### Action item
Print all entries below exactly, without images.

[Referring expression pointing data]
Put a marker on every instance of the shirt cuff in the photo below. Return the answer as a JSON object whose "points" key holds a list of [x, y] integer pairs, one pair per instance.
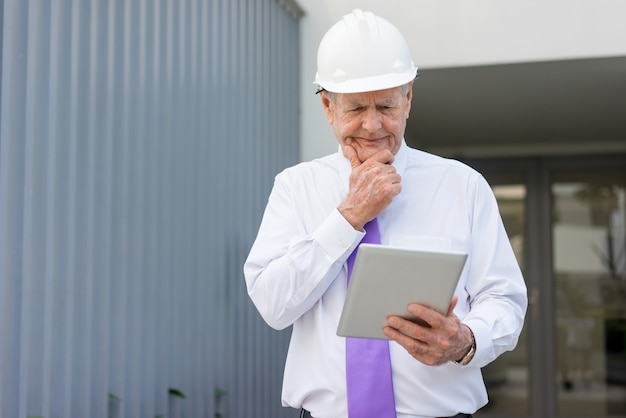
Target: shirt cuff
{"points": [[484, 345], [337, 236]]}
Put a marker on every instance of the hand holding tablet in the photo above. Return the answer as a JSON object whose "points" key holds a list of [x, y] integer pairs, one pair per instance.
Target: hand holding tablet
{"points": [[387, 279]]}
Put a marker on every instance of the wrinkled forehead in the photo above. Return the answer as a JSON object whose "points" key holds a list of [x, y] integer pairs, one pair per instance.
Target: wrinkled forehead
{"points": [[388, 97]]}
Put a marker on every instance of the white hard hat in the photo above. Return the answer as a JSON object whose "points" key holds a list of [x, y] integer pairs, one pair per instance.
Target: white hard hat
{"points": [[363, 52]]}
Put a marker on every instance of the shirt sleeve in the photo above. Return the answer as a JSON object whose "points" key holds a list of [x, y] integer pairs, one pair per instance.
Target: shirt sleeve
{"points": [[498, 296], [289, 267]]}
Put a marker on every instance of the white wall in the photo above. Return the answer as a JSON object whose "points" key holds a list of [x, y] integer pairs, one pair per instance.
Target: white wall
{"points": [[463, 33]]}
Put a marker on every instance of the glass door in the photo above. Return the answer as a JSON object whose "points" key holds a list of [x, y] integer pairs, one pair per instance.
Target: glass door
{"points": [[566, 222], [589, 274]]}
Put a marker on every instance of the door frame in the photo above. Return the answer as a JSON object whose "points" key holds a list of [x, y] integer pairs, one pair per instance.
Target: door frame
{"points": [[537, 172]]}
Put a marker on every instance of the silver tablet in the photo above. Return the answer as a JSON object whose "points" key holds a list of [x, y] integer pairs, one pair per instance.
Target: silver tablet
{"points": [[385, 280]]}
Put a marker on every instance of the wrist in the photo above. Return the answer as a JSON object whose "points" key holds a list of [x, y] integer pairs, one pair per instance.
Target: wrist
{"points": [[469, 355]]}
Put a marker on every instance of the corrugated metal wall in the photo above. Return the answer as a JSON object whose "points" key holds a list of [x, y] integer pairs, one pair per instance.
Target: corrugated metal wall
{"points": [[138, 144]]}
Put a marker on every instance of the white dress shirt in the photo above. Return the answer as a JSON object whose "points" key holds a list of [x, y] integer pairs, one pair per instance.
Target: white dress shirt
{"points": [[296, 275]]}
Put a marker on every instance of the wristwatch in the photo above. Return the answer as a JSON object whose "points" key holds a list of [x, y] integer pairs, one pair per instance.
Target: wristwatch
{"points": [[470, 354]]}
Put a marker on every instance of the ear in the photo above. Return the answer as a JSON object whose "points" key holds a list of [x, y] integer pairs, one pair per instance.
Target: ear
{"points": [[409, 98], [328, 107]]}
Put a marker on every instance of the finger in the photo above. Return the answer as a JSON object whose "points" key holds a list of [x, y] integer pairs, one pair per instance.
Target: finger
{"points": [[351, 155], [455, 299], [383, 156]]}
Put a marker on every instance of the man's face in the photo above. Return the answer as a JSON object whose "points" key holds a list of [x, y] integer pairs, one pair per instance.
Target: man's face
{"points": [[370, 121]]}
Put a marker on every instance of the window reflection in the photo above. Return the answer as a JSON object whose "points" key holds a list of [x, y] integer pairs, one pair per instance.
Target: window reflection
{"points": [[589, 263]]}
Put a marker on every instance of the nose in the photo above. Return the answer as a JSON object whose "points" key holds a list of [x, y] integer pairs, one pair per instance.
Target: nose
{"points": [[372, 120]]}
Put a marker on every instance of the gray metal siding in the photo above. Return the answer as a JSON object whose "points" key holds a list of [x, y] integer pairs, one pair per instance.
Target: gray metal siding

### Completed exercise
Put a marker on every instance of the shirt cuff in the photo below. Return the answer as a JSON object whose "points" key holds a list of [x, y] integer pairs, one pair per instance.
Target: shirt cuff
{"points": [[484, 345], [337, 236]]}
Put a marker on every instance of the hand holding tablet in the photo above. Return the answer as a JSON object whose "points" key holds a list of [x, y] integer pairs, one pair per instance.
Target: hand holding tablet
{"points": [[387, 279]]}
Put a marker on every instance of the wrinkled forehead in the photo above. Return the answer as a JSON object whose "points" key holds a list of [x, y] integer pairs, one pair per instance.
Target: wrinkled forehead
{"points": [[388, 97]]}
Put a marker on every instance of the white hard hat in the photo above. Return the answer as a JSON object whose "points" key holds a list of [x, y] integer pairs, one pair per instance.
Target: white hard hat
{"points": [[363, 52]]}
Put a marker on every instance of the shirt sleeve in the photo above. Return the answer as a JSON object whose "points" key holds a list of [x, y] integer pairs, one pair per instance.
Target: shirt sleeve
{"points": [[498, 296], [289, 267]]}
Put a marker on every instance of the white wall in the photo above. Return the answer as a JSON object whose "points" key holds a list of [x, y] integer pairs, one pair per instance.
Target: white wall
{"points": [[463, 33]]}
Put a marker on every instance of the glass door in the photo above. Return the answer as a JSON object whose "points" key holds a list of [x, y] integer pairs, one pair per instance.
Target: glass door
{"points": [[566, 222], [589, 274]]}
Put a marker on every instance of the door frame in the photo above. Return the answer as a JSON object whose "points" key holds a list of [x, y] integer pairs, one pair per instance.
Target: door frame
{"points": [[537, 172]]}
Put a marker on every instance of the silver tablet in the photo above. Return the answer as a JSON object whose "points" key holds a list of [x, y] integer pairs, one pair per instance.
Target: silver tablet
{"points": [[385, 280]]}
Put a marker on every instance of the wrist in the photo above. Return the answer as a JSON object whose "points" key holds a list of [x, y] integer pairs, one pair per instance.
Target: wrist
{"points": [[469, 355]]}
Put a marker on every instance of the corrugated metal wall in the photo above. Return the answer as a JSON object whose "points" key holds a list of [x, y] integer pairs, one pair per instance.
Target: corrugated metal wall
{"points": [[138, 144]]}
Put a marker on every instance of the white dress shirt in the photo above. Return the answer as a JSON object whose "points" key holds a list of [x, y] integer pairs, one pair per instance.
Target: white dress shirt
{"points": [[296, 275]]}
Put a marker on every instance of the wristwatch in the photo above. Return the answer as a JSON object whose "points" key holds a list of [x, y] integer pairs, one pair per instance.
Target: wristwatch
{"points": [[470, 354]]}
Put a marker on every instance of the ear in the photo above. Return the answer as a JSON object whose "points" key holds a list of [x, y] integer pairs, one pair per instance.
Target: ear
{"points": [[409, 98], [328, 107]]}
Put a marker on every instance of the finger in the photo above. Return the answer as a JSON object whose "points" key holds a list of [x, y] integer pairs, one pair per instance.
Target: finger
{"points": [[351, 155], [455, 299], [383, 156]]}
Put a marker on every instance of the man's face in the photo above. Return the answer as a JSON object whose "points" key holds a list of [x, y] integer pairs, one pair per instance.
Target: man's face
{"points": [[370, 121]]}
Put a marker on every instance of the window reflection in the photo above. Return the answer as a JSON object whose "points" key holds a list of [x, y] integer pairs, one pair per instance.
Target: window reflection
{"points": [[589, 263]]}
Put a marker on every instance of the nose in the photo above. Return the answer as a JSON object whose "points" key holds a list of [x, y] integer pairs, one pair per instance.
Target: nose
{"points": [[372, 120]]}
Put a marker on every instance of the gray metal siding in the photo above. Return the answer as a JSON object whose "points" key holds a list of [x, y] integer pairs, one pair per instance.
Target: gray metal siding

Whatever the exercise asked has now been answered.